■ **Given records**
■ ■ ■ ■ ■ ■ ■

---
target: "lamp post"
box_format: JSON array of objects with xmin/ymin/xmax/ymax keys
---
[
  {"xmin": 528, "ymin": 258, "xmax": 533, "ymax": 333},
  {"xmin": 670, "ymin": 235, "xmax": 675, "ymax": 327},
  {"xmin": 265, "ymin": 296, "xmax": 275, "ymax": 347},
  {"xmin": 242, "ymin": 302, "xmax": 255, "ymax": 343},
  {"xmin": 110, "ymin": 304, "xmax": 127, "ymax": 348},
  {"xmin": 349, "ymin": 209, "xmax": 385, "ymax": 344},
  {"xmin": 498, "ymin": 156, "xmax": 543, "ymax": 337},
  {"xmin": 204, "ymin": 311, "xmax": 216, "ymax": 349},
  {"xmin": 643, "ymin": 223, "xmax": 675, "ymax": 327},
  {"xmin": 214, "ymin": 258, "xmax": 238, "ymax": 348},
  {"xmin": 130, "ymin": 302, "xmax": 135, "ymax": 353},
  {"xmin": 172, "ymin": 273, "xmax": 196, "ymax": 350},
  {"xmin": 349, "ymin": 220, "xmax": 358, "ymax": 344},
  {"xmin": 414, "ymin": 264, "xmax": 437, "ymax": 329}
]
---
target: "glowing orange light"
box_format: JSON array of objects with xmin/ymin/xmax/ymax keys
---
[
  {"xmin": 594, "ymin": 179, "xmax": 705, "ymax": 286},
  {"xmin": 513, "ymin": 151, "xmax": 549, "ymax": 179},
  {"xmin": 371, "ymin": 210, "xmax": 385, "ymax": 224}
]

■ ■ ■ ■ ■ ■ ■

■ **Task statement**
Can you write out every line above again, requests included, raising each bounding box coordinate in the answers by 126?

■ **Final answer**
---
target: "lamp post"
box_format: JSON array of objects with xmin/ymin/xmax/ymax keys
---
[
  {"xmin": 654, "ymin": 384, "xmax": 659, "ymax": 459},
  {"xmin": 796, "ymin": 361, "xmax": 801, "ymax": 453},
  {"xmin": 391, "ymin": 422, "xmax": 401, "ymax": 473},
  {"xmin": 368, "ymin": 428, "xmax": 381, "ymax": 469},
  {"xmin": 236, "ymin": 430, "xmax": 253, "ymax": 474},
  {"xmin": 475, "ymin": 335, "xmax": 511, "ymax": 470},
  {"xmin": 624, "ymin": 282, "xmax": 669, "ymax": 463},
  {"xmin": 330, "ymin": 437, "xmax": 342, "ymax": 475},
  {"xmin": 769, "ymin": 349, "xmax": 801, "ymax": 453},
  {"xmin": 340, "ymin": 384, "xmax": 364, "ymax": 474},
  {"xmin": 256, "ymin": 428, "xmax": 261, "ymax": 479},
  {"xmin": 298, "ymin": 399, "xmax": 322, "ymax": 476},
  {"xmin": 475, "ymin": 346, "xmax": 484, "ymax": 470},
  {"xmin": 540, "ymin": 390, "xmax": 563, "ymax": 455}
]
---
target: "glowing orange light"
box_format: JSON array of objects with xmin/ymin/xmax/ymax keys
---
[
  {"xmin": 720, "ymin": 305, "xmax": 831, "ymax": 412},
  {"xmin": 639, "ymin": 277, "xmax": 675, "ymax": 305},
  {"xmin": 497, "ymin": 336, "xmax": 511, "ymax": 350}
]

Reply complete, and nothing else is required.